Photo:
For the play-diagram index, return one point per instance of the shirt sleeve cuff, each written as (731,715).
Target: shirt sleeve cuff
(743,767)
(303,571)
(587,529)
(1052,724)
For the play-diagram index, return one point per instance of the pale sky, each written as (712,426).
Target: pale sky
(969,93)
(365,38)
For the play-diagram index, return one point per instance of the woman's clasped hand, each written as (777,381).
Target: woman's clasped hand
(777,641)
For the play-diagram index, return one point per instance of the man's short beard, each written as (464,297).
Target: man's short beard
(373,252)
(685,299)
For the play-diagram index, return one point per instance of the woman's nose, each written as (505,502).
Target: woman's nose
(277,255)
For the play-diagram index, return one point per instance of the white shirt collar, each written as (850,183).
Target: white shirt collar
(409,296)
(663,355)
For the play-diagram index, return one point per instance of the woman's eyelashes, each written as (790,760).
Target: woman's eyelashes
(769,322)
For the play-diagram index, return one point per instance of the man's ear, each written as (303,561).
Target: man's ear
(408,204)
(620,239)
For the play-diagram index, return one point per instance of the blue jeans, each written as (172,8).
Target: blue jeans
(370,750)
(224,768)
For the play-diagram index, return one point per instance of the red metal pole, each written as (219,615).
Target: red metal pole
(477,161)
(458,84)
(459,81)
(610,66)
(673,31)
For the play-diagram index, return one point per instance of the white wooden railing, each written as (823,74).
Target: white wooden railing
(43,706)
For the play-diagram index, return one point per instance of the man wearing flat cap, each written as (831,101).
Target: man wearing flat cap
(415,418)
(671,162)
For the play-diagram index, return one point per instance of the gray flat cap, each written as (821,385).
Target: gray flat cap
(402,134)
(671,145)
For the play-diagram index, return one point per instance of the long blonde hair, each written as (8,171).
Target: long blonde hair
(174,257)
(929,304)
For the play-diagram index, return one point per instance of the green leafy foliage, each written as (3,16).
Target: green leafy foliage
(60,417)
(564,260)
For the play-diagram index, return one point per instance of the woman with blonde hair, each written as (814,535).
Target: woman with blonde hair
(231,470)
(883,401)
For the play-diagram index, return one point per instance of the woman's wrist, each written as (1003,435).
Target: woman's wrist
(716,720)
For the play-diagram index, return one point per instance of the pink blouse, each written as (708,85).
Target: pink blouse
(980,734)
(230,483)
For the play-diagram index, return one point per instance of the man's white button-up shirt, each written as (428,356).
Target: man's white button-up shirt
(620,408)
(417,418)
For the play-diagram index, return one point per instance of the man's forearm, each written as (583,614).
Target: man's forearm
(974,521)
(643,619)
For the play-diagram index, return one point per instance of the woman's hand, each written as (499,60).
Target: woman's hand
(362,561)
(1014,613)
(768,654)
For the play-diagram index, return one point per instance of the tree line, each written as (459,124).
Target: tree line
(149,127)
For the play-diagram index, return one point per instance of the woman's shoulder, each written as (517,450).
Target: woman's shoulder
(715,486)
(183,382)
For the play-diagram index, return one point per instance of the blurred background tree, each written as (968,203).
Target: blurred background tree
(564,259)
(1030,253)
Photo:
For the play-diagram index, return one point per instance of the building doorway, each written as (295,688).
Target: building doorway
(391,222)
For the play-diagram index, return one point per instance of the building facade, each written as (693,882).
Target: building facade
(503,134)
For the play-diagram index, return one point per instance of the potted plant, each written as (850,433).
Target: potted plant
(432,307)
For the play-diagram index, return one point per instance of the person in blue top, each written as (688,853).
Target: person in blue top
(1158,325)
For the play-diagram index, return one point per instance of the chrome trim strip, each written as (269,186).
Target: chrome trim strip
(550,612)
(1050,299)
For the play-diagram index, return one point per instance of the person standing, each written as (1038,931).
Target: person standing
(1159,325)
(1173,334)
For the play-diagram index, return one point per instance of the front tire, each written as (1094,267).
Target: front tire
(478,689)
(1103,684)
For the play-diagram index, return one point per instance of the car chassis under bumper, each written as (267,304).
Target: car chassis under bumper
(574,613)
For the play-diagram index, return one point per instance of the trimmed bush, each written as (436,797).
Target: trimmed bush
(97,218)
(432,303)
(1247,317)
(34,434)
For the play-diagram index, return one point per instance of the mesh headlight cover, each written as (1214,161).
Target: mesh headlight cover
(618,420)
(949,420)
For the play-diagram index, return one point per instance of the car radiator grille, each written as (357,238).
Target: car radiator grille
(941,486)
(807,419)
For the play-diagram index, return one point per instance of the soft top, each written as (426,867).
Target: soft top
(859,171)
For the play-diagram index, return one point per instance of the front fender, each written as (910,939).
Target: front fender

---+---

# DIRECTIONS FOR THIS TASK:
Would you repeat each of the lines above exactly?

# RESPONSE FOR THIS EXERCISE:
Photo:
For the play-diagram index, return one point per instance of the shirt sleeve cuff, each written as (731,715).
Target: shirt sleeve cuff
(743,767)
(303,571)
(587,529)
(1052,724)
For the play-diagram index, return one point per instance of the pale sky, each written as (712,426).
Target: pale sky
(969,93)
(365,38)
For the play-diagram index, return one point per instance of the woman's clasped hand, each written as (777,381).
Target: woman's clasped hand
(777,641)
For the play-diagram index, return one point per instance of the man's short beard, each written as (464,297).
Target: man's short beard
(373,252)
(685,299)
For the play-diagram index, return one point per instance of the woman's nose, each written as (505,502).
Target: woman's nose
(277,255)
For the play-diagram index, return one point per instance of the white shirt collar, each written as (850,183).
Target: white shirt collar
(409,296)
(663,355)
For the play-diagram index, return one point per instance of the woman's eyelashes, each written as (790,760).
Target: woman's eyelashes
(769,322)
For the play-diagram index, return one point per instance of the man's ear, each written as (303,561).
Target: man's ear
(408,204)
(620,239)
For the play-diagram index, return one point per instance of the blue jeans, each written as (172,8).
Target: blue jeans
(370,750)
(224,768)
For the play-diagram index, return one point per instance of the red metal pole, each written as (219,615).
Target: red metal pole
(477,161)
(458,84)
(459,81)
(610,66)
(673,31)
For the play-diagram index, return one point per instance of the white wooden railing, each written as (823,74).
Target: white wooden railing
(43,706)
For the play-diagram index, return one point per instance of the man wearing flat cap, each written as (831,101).
Target: man wearing flat cap
(415,418)
(671,162)
For the play-diagram index, return one point per instance of the gray flat cap, each written as (821,385).
Target: gray flat cap
(402,134)
(671,145)
For the play-diagram index, return one point per instance of the long blonde hair, each written as (8,171).
Target: long blonde hair
(174,257)
(929,304)
For the play-diagram index, return one point per instance of the green leafy foliage, each written as (3,16).
Target: green leafy foliage
(60,417)
(564,260)
For the play-diagram index, return one point per instance of the woman with blonde hair, each written as (814,535).
Target: woman with blonde hair
(231,470)
(883,401)
For the play-diagram index, return one point per instance of the woman's wrist, each written as (1003,435).
Target: woman's wrist
(716,720)
For the play-diagram index, return one point per instance of the pink blouse, each written as (708,85).
Target: pink blouse
(980,734)
(230,483)
For the play-diagram index, return one point per instance of the man's white button-up shirt, each written as (428,356).
Target: man's white button-up shirt
(620,408)
(417,418)
For the play-diagram index, return one point per instance of the man's forearm, each written as (583,614).
Target: man's forearm
(974,521)
(643,619)
For the play-diagram index, return one point per instance of the woman's hand, each written as (499,60).
Target: woman's hand
(362,561)
(1014,613)
(768,654)
For the play-diagram index, return one point per instance of the tree line, each written as (459,124).
Target: tree line
(149,127)
For the play-diagram index, return one point per instance of the woman's shoulder, each written as (517,450).
Target: woman's shoulder
(715,486)
(183,382)
For the play-diagram index, return one point per instance of the blurred background tree, each written as (968,203).
Target: blurred background tree
(564,259)
(1030,253)
Photo:
For the play-diagram index, return one point per instance of the building doorway, each written as (295,688).
Target: building doorway
(391,222)
For the play-diagram index, return one point per instance of the building facade, each written as (693,882).
Target: building facade
(503,134)
For the play-diagram index, return one point per instance of the potted plant, each written as (850,433).
Target: potted plant
(432,307)
For the play-diagram index, return one point per instance of the person in blue top, each written as (688,853).
Target: person in blue top
(1158,325)
For the play-diagram index, return one point per instance of the chrome trim strip, each written as (269,186).
Target: chrome trim strip
(550,612)
(1050,299)
For the play-diagram index, return one point per instance of the person standing, each written as (1038,931).
Target: person standing
(1159,325)
(1173,334)
For the play-diagram index, return one point per instance of the front tire, each written as (1094,267).
Target: front tire
(478,689)
(1103,684)
For the play-diagram index, return one point per instance of the car chassis under bumper, each written as (267,304).
Target: car chassis under bumper
(574,613)
For the play-diagram index, return one point per instance of the trimmed bush, each written as (436,797).
Target: trimmed bush
(97,218)
(432,303)
(1247,317)
(34,434)
For the play-diagram index, return one point per instance of the mesh headlight cover, each written as (1214,161).
Target: mesh headlight cover
(618,420)
(949,420)
For the play-diagram index, return one point per instance of the car radiator grille, each written as (357,238).
Target: car radiator grille
(941,486)
(807,419)
For the play-diagram index, return one point per instance of the soft top, each written as (426,867).
Target: soft top
(859,171)
For the play-diagram index, return one point per instance of the front fender, each written as (910,939).
Target: front fender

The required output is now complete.